# REQUIRED WORK
Please restate each entry exactly, without skipping any.

# MATERIAL TO PROCESS
....

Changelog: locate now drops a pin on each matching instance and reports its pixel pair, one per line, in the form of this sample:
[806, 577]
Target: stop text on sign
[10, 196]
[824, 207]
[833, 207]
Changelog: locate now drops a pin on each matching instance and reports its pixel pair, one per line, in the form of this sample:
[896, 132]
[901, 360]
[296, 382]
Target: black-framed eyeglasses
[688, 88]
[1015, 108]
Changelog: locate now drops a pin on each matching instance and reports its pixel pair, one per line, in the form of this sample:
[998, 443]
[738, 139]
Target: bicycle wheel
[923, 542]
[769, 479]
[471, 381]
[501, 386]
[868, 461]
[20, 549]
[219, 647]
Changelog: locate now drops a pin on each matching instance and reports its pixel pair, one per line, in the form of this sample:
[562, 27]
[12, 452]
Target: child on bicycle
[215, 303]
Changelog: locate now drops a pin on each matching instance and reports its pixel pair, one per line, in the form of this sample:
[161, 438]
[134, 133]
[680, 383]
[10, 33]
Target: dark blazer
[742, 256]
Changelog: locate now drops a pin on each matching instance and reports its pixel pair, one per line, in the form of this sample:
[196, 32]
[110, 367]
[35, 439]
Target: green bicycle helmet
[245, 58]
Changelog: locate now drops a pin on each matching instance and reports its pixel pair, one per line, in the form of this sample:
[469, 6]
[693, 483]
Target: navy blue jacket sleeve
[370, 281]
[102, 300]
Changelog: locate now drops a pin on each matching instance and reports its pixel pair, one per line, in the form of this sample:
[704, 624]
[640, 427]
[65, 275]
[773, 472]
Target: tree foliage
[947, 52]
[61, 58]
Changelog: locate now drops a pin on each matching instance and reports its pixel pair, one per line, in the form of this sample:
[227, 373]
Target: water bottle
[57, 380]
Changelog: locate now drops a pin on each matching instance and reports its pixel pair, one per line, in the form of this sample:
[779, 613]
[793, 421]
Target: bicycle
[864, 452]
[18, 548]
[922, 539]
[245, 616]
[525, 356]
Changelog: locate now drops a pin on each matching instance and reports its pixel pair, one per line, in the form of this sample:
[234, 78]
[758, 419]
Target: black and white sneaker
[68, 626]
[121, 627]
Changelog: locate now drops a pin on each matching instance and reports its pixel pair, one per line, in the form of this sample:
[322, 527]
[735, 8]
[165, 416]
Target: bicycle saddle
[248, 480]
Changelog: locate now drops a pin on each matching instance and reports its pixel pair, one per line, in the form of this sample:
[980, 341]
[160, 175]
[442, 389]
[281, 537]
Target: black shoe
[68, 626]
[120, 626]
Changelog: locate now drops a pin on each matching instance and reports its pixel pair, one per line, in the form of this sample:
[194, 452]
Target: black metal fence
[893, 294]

....

# EXERCISE RESPONSE
Changelog: locate now drops a pin on each matching instance and reports its pixel pair, one per line, in the form of this sample:
[806, 577]
Target: stop text on sign
[10, 196]
[824, 207]
[833, 207]
Changelog: locate now drops a pin on each matching instance and reports its pixel pair, one per line, in the form of this sample:
[896, 132]
[901, 360]
[296, 382]
Target: black-framed eyeglasses
[688, 88]
[1015, 108]
Changelog: locate now drops a pin on each matching instance and reports its pixel pair, one per line, in the form of this sample:
[998, 443]
[738, 139]
Target: bicycle wheel
[923, 542]
[769, 479]
[471, 381]
[501, 386]
[868, 461]
[20, 549]
[219, 647]
Changelog: locate now drops a pin on each matching instance and reports its pixel pair, one per line, in the form of this sample:
[562, 27]
[12, 452]
Target: child on bicycle
[215, 303]
Changelog: locate now drops a pin on each matching instance and reports its pixel pair, one per line, in the form of this sample:
[161, 438]
[134, 133]
[680, 383]
[10, 33]
Target: dark blazer
[742, 256]
Changelog: locate now drops a pin on each matching instance and reports its pixel pair, one per line, in the form of this sample:
[196, 32]
[110, 367]
[35, 439]
Target: green bicycle helmet
[245, 58]
Changelog: locate now drops a pin on each matching instance and reports its pixel pair, one per line, in the form of this sample:
[469, 6]
[693, 483]
Target: navy blue jacket sleeve
[370, 281]
[102, 300]
Changelog: locate now drops a pin on each matching instance and reports its pixel pair, one per line, in the form of this sample:
[704, 624]
[640, 427]
[65, 275]
[773, 472]
Target: tree foliage
[947, 52]
[61, 58]
Changelog: locate now drops a pin on each matching instance and reports its pixel pair, one per line, in the form of this sample:
[227, 373]
Target: water bottle
[57, 380]
Changelog: locate now drops a pin on each matching instance and reports its pixel pair, one per line, in the form of this sample:
[779, 613]
[793, 421]
Target: bicycle
[864, 452]
[18, 548]
[922, 539]
[245, 616]
[525, 356]
Changelog: locate now drops a pin on each matching instance and reports its pixel pair, one per line, in the form of this sample:
[234, 78]
[758, 419]
Target: black and white sneaker
[68, 626]
[121, 627]
Changelog: locate now drops a pin on each matching instance and reports its pixel pair, one per line, in the form of this sample:
[322, 527]
[735, 8]
[165, 416]
Target: bicycle saddle
[248, 480]
Changelog: locate now drops a pin on each matching instance and reports its pixel pair, one per line, in the form of this sample:
[980, 341]
[160, 175]
[442, 389]
[281, 537]
Target: black shoe
[68, 626]
[120, 626]
Changelog: locate now drops a pin on each matching instance and reports its pixel pair, one per line, in the form of this sample:
[194, 452]
Target: black metal fence
[893, 294]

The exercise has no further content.